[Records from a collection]
[BEGIN]

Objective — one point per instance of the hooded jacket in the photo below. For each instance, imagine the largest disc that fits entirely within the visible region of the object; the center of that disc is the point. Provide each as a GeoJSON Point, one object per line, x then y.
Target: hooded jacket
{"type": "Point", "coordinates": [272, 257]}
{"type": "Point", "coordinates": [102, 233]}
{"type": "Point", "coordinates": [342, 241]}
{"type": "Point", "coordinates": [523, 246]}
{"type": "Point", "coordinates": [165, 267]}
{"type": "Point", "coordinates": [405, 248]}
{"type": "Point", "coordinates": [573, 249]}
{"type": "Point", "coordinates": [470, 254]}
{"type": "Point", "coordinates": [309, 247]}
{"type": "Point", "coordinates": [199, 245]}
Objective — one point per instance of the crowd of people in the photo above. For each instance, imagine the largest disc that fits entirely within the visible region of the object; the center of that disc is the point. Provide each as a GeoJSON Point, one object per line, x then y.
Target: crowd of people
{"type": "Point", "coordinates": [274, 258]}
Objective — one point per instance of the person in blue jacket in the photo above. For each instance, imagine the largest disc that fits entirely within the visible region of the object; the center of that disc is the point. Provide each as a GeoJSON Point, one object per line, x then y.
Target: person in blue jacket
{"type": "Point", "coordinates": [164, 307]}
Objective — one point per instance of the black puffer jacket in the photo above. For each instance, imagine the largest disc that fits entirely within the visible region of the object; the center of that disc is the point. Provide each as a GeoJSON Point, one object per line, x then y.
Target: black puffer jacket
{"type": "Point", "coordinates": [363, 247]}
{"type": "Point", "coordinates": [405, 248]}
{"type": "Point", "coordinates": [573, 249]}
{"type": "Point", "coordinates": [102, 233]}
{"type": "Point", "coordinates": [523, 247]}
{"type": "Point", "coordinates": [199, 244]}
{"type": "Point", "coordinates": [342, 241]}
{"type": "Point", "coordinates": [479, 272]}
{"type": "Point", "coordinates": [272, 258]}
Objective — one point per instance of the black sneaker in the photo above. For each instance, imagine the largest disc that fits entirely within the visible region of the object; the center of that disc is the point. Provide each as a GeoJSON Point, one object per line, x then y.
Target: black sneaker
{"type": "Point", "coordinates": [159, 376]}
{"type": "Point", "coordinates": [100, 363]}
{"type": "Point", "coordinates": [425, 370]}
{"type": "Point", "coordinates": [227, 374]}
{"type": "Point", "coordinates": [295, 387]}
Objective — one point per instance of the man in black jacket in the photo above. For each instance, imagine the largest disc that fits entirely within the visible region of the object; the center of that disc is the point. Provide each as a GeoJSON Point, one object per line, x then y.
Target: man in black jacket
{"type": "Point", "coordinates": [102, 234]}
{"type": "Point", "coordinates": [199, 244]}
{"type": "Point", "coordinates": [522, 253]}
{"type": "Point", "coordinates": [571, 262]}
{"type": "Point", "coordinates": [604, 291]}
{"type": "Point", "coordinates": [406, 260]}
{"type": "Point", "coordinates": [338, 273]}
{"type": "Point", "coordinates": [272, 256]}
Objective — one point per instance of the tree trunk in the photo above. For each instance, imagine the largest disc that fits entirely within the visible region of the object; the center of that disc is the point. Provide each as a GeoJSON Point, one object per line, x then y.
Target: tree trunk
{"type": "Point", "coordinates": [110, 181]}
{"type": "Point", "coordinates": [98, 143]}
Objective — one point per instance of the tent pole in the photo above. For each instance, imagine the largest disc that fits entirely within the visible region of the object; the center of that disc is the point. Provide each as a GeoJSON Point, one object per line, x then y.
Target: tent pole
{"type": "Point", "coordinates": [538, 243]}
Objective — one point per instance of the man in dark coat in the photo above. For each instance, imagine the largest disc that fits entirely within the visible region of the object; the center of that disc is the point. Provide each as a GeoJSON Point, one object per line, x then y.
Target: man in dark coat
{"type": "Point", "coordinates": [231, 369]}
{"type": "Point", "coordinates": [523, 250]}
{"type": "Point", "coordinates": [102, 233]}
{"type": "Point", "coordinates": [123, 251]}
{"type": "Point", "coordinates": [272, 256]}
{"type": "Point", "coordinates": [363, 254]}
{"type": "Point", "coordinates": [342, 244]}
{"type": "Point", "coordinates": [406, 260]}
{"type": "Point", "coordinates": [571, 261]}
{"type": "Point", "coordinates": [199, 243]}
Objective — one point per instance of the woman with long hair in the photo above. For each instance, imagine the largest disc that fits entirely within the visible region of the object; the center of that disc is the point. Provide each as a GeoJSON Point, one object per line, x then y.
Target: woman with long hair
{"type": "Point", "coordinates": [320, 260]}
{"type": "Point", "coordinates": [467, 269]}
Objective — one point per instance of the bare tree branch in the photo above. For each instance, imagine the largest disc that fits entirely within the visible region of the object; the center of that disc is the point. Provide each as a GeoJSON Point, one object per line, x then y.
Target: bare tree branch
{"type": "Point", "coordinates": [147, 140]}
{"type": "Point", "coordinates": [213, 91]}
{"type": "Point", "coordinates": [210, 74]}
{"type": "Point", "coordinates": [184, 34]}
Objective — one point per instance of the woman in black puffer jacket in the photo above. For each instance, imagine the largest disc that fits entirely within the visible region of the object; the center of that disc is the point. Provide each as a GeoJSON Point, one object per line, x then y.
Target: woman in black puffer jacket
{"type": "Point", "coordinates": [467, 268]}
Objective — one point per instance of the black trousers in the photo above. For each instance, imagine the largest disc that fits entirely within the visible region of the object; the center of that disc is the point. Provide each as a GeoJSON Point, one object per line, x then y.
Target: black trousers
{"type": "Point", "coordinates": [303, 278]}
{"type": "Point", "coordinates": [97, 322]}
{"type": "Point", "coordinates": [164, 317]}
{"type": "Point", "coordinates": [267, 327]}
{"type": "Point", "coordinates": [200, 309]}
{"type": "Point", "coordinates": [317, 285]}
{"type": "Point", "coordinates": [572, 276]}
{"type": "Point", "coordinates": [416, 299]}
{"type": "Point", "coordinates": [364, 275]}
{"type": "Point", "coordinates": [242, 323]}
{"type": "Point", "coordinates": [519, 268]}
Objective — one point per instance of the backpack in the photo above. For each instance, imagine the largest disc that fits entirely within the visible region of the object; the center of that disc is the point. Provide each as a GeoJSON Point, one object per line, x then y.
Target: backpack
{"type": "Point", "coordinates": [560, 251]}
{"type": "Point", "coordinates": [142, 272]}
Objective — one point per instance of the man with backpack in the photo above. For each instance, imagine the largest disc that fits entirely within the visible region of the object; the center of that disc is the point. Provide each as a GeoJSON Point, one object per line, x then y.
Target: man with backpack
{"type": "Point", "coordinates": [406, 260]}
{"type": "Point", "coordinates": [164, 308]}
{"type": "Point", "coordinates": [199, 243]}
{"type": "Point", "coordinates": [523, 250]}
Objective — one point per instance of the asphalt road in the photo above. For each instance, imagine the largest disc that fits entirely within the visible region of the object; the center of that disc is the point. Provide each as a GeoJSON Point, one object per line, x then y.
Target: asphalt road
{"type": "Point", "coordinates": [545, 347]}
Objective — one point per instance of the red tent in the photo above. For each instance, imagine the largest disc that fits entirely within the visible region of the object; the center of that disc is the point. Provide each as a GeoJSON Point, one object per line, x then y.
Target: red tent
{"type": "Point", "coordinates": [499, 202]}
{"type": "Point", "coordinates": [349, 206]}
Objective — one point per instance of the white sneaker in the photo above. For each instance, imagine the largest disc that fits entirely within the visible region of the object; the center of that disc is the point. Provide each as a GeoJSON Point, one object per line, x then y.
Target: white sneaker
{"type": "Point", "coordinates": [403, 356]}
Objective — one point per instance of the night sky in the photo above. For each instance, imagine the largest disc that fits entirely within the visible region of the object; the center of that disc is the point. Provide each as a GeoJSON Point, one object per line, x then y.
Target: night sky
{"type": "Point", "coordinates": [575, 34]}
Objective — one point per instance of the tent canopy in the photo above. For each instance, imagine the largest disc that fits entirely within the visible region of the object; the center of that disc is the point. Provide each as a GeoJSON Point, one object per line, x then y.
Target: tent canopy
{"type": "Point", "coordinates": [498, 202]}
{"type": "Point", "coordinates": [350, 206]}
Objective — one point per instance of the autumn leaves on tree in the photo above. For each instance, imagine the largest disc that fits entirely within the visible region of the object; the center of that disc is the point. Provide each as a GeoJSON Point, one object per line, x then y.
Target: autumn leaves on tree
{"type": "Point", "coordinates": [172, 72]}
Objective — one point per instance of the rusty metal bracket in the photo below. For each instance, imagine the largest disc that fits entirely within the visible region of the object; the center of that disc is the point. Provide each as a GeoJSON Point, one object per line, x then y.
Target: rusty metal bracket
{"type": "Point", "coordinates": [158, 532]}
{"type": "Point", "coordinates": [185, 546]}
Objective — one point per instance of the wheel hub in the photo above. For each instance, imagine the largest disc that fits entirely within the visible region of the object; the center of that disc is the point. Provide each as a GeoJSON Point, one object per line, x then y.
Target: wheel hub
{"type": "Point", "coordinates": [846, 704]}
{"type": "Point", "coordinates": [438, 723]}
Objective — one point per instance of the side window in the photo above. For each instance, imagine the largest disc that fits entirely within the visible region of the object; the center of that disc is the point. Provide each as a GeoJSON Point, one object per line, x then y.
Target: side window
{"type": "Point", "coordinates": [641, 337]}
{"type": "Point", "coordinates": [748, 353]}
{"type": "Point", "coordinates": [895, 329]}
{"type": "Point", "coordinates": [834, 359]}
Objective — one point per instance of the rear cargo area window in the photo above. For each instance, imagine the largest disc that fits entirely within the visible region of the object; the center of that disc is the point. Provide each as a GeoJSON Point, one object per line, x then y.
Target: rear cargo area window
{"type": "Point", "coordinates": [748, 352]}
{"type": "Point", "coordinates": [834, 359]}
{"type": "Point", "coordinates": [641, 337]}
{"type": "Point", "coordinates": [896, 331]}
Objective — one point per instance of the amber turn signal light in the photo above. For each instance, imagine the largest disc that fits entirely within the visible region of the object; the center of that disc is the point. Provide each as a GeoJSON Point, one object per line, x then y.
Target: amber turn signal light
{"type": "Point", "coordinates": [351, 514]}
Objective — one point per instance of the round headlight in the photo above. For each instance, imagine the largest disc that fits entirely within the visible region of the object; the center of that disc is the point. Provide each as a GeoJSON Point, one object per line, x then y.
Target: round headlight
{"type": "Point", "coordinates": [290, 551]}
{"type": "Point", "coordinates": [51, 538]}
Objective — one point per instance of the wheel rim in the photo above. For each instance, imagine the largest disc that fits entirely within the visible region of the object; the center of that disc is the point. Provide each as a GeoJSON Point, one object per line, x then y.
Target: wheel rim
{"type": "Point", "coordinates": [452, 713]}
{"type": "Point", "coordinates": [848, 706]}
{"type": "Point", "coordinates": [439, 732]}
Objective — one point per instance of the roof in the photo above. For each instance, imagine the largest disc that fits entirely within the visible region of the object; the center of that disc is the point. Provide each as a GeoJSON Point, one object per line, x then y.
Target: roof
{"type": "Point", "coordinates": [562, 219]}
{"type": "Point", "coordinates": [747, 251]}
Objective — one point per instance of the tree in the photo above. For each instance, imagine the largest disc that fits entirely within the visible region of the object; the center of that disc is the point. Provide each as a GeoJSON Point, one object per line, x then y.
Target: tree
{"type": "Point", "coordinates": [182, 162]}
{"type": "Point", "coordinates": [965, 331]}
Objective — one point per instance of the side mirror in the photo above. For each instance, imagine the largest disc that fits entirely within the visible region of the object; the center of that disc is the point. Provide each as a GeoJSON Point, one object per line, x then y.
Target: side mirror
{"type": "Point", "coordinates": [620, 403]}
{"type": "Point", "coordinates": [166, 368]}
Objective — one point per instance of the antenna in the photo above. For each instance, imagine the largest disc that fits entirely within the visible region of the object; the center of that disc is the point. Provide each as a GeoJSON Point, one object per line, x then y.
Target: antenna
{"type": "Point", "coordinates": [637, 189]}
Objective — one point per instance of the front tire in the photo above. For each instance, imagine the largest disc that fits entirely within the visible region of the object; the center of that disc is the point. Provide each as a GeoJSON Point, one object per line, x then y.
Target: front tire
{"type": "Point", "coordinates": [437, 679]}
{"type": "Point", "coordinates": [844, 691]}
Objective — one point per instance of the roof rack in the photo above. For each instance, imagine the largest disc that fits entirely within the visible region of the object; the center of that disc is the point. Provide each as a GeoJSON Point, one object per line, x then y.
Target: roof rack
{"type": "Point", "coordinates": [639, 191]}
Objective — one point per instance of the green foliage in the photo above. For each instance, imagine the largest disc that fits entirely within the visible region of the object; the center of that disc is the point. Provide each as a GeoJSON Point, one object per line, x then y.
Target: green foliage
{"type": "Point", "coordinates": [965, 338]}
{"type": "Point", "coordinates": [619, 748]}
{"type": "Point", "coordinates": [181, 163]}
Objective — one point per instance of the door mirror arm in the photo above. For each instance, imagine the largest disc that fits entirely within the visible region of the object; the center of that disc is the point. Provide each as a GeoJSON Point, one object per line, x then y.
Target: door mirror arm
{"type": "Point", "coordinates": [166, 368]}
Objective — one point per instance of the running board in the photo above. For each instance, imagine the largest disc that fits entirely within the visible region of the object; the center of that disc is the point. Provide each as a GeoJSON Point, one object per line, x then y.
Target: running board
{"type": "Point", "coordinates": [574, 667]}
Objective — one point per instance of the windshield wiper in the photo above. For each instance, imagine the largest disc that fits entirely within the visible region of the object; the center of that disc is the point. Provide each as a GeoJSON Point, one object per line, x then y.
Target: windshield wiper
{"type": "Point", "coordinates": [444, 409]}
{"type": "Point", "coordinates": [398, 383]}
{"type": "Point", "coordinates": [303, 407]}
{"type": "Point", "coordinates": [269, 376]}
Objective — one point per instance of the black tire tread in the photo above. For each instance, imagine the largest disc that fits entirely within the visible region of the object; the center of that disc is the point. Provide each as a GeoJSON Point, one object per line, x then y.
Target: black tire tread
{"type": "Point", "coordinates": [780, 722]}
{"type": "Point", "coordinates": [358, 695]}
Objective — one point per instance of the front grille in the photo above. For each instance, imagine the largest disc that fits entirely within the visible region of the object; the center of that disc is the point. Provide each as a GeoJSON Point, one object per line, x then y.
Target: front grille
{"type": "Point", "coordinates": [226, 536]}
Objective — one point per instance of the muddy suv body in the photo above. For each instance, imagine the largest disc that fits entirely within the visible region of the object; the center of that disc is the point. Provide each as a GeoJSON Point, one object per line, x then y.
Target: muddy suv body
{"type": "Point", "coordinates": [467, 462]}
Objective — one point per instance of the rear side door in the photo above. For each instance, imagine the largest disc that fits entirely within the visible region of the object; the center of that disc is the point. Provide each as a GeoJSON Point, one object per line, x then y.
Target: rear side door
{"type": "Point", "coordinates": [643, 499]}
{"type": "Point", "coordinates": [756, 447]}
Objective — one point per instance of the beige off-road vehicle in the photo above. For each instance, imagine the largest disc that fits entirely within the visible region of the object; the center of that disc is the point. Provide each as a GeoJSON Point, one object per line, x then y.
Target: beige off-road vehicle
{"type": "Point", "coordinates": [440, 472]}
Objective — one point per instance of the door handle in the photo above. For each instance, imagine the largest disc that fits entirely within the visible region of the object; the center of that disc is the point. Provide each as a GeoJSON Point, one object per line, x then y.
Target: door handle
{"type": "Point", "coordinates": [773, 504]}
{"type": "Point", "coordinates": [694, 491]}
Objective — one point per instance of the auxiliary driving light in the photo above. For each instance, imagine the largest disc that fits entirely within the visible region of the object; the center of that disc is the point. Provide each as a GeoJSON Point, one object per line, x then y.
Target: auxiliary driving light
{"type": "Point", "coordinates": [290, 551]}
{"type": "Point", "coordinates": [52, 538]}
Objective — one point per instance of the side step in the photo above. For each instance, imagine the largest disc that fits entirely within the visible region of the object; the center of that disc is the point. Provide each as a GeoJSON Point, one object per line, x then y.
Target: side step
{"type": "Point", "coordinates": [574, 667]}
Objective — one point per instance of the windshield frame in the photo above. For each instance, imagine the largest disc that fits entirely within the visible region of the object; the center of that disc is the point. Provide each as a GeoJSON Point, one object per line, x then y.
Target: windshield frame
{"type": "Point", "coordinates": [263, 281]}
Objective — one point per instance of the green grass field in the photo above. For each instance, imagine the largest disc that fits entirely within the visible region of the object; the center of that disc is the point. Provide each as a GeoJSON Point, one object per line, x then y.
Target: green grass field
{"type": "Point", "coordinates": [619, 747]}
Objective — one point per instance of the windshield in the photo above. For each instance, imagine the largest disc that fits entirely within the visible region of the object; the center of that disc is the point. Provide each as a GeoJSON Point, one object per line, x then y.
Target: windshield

[END]

Problem requirements: Your task is to return, exactly and on their own, the lines from the one containing "Objective — one point per instance of the windshield frame" through the last line of the listing.

Solution to this task:
Objective — one point per instance of the windshield frame in the photo above. For each instance, imagine the largest disc that fits entirely within the visible region of the object; the center of that disc is the point. Provide each as a GeoJSON Point, one object per line, x then y.
Target: windshield frame
{"type": "Point", "coordinates": [263, 281]}
Objective — one point per instance of the green grass field in the photo above. For each instance, imagine the largest disc that fits entirely within the visible region of the object; the center of that disc is the point. Provide each as a GeoJSON Point, one object per line, x then y.
Target: green grass field
{"type": "Point", "coordinates": [619, 747]}
Objective — one point per instance of the windshield in the photo above. For each instance, imagine the largest disc that fits entirely within the visible region of the object; the center of that disc is the point. Provide each as a GeoJSON Point, one object per line, x then y.
Target: windshield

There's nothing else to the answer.